» Dataset records
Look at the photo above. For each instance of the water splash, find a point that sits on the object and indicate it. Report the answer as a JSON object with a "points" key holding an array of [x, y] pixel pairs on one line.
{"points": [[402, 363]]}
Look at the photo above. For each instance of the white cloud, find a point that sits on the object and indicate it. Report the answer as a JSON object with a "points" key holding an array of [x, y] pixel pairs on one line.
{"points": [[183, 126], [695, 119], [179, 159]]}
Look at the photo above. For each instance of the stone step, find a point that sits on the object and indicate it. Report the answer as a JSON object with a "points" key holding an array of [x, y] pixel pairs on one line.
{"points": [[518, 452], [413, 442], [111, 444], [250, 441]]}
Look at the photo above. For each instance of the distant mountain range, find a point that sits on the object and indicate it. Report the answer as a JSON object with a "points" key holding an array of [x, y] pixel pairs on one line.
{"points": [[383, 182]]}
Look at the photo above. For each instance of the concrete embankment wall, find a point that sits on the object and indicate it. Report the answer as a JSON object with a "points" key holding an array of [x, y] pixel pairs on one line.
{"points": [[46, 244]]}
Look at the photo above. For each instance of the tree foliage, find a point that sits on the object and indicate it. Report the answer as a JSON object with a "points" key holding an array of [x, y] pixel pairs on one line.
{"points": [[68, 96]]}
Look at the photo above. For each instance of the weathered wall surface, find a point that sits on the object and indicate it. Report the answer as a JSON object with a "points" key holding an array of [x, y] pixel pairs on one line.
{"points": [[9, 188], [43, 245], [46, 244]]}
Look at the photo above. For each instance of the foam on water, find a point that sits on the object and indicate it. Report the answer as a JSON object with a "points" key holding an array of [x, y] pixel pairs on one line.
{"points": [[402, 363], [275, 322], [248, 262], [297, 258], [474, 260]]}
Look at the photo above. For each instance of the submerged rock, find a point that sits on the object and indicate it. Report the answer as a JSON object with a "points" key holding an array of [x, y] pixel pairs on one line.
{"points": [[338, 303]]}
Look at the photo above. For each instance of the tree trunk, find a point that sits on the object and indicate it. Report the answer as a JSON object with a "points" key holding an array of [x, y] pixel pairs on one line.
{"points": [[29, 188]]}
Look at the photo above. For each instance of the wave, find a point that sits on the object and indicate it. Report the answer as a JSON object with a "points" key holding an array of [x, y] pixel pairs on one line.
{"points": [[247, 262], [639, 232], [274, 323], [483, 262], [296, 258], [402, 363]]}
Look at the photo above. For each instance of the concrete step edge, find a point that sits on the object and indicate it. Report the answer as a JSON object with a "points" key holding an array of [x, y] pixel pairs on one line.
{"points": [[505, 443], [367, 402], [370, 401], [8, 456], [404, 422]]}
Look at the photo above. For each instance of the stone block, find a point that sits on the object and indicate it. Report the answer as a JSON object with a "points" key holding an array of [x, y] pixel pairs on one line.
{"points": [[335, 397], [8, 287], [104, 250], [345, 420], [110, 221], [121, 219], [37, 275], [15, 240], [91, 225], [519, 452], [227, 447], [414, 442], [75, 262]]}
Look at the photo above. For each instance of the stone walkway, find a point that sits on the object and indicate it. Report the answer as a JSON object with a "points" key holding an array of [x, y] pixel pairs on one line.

» What you are asked to do
Word for word, reproduce all of the material shown above.

» Answer space
Look at the photo above. For each instance of the water splash, find a point that sits on the object and indicate it. Report the answer as a JSON object with a "points" key holding an array of [x, y] pixel pairs on one line.
{"points": [[402, 363]]}
Look at the photo above. For each instance of the white cloud, find a point that sits on the object and indicate it. Report the answer as a JSON object with a "points" key holding an array of [x, y] pixel pairs on one line.
{"points": [[183, 126], [695, 119], [179, 159]]}
Look at the photo above. For each instance of the stone step, find a point that sits on the object and indicate it. Report the answer as a JSON object with a "points" key holding an array of [x, y] pixel pairs on one line.
{"points": [[518, 452], [413, 442], [111, 444], [250, 441]]}
Look at the photo above. For each instance of the distant mountain range, find a point that sits on the object and indicate it. Report the answer as a JSON object with a "points" key holding an array of [x, y] pixel pairs on one line.
{"points": [[383, 182]]}
Look at the photo above. For each instance of the concrete embankment wall, find a point that sits on the object and indicate it. Report the answer as a JSON object with a "points" key holding an array of [x, y] pixel pairs on one line.
{"points": [[46, 244]]}
Look at the photo above. For each instance of the tree foliage, find a point that sits on the object and indicate it. Report the answer as a JSON object with a "points" key holding an array of [x, y] pixel pairs on one line.
{"points": [[68, 96]]}
Look at the photo above. For each instance of the weathered wall surface, find a point that sits on the object and indicate it. Report the answer as a JSON object with a "points" key holding an array of [x, y] pixel pairs on one line.
{"points": [[9, 188], [43, 245], [46, 244]]}
Look at the photo above. For each instance of the foam on water, find a point that sits on the object and indicate it. Report the answer as a JSON object with a "points" key holding an array of [x, y] pixel pairs on one line.
{"points": [[402, 363], [275, 322], [248, 262], [297, 258], [474, 260]]}
Look at the photo above. For each instance of the submerged rock, find a point that sits on the object and indicate it. Report the answer as a JSON object with a "points" key holding an array of [x, y] pixel pairs on one line.
{"points": [[338, 303]]}
Look at the photo above. For each instance of the tree trunk, find a point that sits on the object and indicate it. Report the answer as a JSON object with a "points" key holding an array of [x, y] pixel pairs on one line.
{"points": [[29, 188]]}
Look at the photo above. For each instance of the wave, find a point that sits on the object and indicate it. Report the answer as a JSON object with a "points" key holding an array of [x, y] pixel pairs on one line.
{"points": [[247, 262], [639, 232], [274, 323], [483, 262], [296, 258], [402, 363]]}
Look at the photo above. For each instance of the concrete step edge, find a point that sits on the object and indicate it. Report the answer as a JSON object with a "points" key holding an array of [x, y] pixel pairs on one line.
{"points": [[505, 443], [367, 402], [370, 401], [8, 456], [404, 422]]}
Look at the photo above. For each instance of the stone block, find a point that sits on the object and indicate it. Report the answer as a JSON object with a "points" key holding an array of [x, y] pixel pairs on one line.
{"points": [[335, 397], [8, 287], [104, 250], [345, 420], [110, 221], [121, 219], [37, 275], [15, 240], [91, 225], [519, 452], [227, 447], [414, 442], [75, 262]]}
Look at the photo above. For each instance of the stone walkway, find a point that sits on the object and indicate it. Report the answer as a JSON object with a "points" key holding an array of [x, y] pixel pairs on one line.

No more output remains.